EXERCISE DESCRIPTION: Return every one of the following entries verbatim, without altering a single character.

EXTRACTED INFORMATION:
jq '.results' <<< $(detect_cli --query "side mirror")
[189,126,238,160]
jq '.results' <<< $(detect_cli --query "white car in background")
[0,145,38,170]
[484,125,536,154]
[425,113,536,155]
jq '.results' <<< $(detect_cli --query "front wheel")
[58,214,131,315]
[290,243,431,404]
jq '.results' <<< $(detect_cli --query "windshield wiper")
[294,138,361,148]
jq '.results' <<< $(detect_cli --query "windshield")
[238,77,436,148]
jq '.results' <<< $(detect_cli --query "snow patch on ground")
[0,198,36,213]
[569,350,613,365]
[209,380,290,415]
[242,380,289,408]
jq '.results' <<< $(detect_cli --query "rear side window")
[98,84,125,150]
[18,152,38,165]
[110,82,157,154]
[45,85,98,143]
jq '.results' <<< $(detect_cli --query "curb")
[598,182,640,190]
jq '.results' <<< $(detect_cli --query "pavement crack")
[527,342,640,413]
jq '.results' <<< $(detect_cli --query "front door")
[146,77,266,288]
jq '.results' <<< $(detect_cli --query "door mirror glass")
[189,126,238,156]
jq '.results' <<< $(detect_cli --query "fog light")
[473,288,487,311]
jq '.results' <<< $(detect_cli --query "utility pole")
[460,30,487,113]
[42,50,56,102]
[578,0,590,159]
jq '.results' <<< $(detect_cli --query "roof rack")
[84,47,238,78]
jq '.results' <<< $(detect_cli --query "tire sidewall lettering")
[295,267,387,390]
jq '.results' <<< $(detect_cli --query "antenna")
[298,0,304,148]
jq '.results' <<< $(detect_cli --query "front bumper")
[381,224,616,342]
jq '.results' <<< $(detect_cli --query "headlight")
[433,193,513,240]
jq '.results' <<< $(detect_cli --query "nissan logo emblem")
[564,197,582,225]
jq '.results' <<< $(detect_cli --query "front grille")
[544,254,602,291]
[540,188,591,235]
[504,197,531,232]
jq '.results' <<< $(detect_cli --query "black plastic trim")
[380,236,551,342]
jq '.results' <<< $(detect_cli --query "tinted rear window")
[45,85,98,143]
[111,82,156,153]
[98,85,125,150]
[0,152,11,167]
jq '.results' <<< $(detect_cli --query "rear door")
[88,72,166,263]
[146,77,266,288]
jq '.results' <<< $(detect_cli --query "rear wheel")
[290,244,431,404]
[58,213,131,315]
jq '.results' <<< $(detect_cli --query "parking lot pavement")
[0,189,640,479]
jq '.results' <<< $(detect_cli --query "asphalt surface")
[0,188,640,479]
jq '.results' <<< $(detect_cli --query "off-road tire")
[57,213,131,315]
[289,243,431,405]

SOLUTION BELOW:
jq '.results' <<< $(detect_cli --query "side mirror")
[189,126,238,160]
jq '.results' <<< $(detect_cli --query "white car in background")
[0,145,38,170]
[484,125,536,154]
[425,113,536,155]
jq '.results' <<< $(detect_cli --query "front wheel")
[58,214,131,315]
[290,243,431,404]
jq '.results' <<< $(detect_cli --query "windshield wiper")
[294,138,361,148]
jq '.results' <<< $(detect_cli --query "windshield")
[238,77,436,148]
jq '.results' <<< $(detect_cli --query "snow patch on ground")
[0,198,36,213]
[569,350,613,365]
[209,380,290,415]
[242,380,289,408]
jq '.results' <<< $(detect_cli --query "rear side window")
[98,84,125,150]
[18,152,38,165]
[110,82,157,154]
[45,85,98,143]
jq '.results' <<< $(detect_cli --query "curb")
[598,182,640,190]
jq '.results' <<< $(detect_cli --query "pavement crack")
[527,342,640,413]
jq '.results' <<< $(detect_cli --query "front door")
[146,77,266,288]
jq '.results' <<< $(detect_cli --query "door mirror glass")
[189,126,238,156]
jq '.results' <<< $(detect_cli --query "fog light")
[473,288,487,311]
jq '.results' <<< $(detect_cli --query "utility pole")
[460,30,487,113]
[42,50,56,102]
[578,0,590,159]
jq '.results' <<< $(detect_cli --query "roof rack")
[84,47,238,78]
jq '.results' <<< $(detect_cli --query "tire sidewall lettering")
[295,267,387,390]
jq '.results' <<< $(detect_cli --query "antenna")
[298,0,304,148]
jq '.results' <<< $(detect_cli --query "front bumper")
[381,224,616,342]
jq '.results' <<< $(detect_cli --query "headlight")
[433,193,513,240]
jq '.results' <<< $(detect_cli --query "nissan logo emblem")
[564,197,582,225]
jq '.results' <<< $(detect_cli --query "front grille")
[544,254,602,291]
[540,188,591,235]
[504,197,531,232]
jq '.results' <<< $(detect_cli --query "black plastic trim")
[380,236,551,342]
jq '.results' <<< $(detect_cli --query "tinted rear window")
[45,85,98,143]
[111,82,156,153]
[98,85,125,150]
[0,152,11,167]
jq '.results' <<< $(detect_cli --query "rear door")
[88,72,166,263]
[146,77,266,288]
jq '.results' <<< $(detect_cli --query "rear wheel")
[290,244,431,404]
[58,213,131,315]
jq '.results' <<< $(detect_cli --query "parking lot pavement")
[0,189,640,479]
jq '.results' <<< $(detect_cli --query "asphalt surface")
[0,188,640,479]
jq '.results' <<< $(detect_cli --query "off-road tire")
[57,213,131,315]
[289,243,431,405]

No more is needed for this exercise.